> **Material to process**
┄┄┄┄┄┄┄┄┄┄┄┄┄┄┄┄┄┄┄┄
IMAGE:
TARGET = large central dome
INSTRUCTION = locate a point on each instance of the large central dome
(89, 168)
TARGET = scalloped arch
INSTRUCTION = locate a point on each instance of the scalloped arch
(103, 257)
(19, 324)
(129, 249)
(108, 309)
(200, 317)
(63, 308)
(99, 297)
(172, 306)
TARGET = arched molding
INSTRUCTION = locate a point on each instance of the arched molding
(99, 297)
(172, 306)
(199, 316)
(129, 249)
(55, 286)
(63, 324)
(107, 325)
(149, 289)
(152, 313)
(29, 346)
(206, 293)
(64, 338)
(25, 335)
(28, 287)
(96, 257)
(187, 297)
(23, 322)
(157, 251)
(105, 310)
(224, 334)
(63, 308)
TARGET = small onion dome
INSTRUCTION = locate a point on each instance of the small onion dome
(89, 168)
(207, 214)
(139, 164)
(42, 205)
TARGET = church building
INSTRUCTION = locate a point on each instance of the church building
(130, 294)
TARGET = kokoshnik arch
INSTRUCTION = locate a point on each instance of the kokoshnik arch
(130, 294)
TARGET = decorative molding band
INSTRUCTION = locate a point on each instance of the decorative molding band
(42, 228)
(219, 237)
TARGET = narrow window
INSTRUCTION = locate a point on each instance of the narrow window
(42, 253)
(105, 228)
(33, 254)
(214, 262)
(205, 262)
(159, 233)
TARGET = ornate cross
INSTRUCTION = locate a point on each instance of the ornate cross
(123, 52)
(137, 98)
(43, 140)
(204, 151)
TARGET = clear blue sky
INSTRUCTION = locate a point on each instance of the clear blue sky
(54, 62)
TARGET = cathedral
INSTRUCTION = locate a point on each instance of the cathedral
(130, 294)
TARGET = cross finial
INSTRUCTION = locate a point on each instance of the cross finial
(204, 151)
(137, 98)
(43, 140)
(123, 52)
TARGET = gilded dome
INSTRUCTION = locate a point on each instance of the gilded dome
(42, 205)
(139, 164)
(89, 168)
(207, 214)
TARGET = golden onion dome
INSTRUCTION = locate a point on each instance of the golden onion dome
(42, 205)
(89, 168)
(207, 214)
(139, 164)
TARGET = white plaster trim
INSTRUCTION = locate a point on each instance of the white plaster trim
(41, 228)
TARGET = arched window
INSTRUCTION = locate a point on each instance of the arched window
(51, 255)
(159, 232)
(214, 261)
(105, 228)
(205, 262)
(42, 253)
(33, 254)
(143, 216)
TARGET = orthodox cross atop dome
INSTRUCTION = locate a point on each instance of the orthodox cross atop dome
┄┄┄┄┄┄┄┄┄┄┄┄┄┄┄┄┄┄┄┄
> **What this task involves**
Using the listing above, show each line holding the string "atop".

> **Solved exercise**
TARGET = orthodox cross atop dome
INSTRUCTION = locate a point on each instance of the orthodox cross atop dome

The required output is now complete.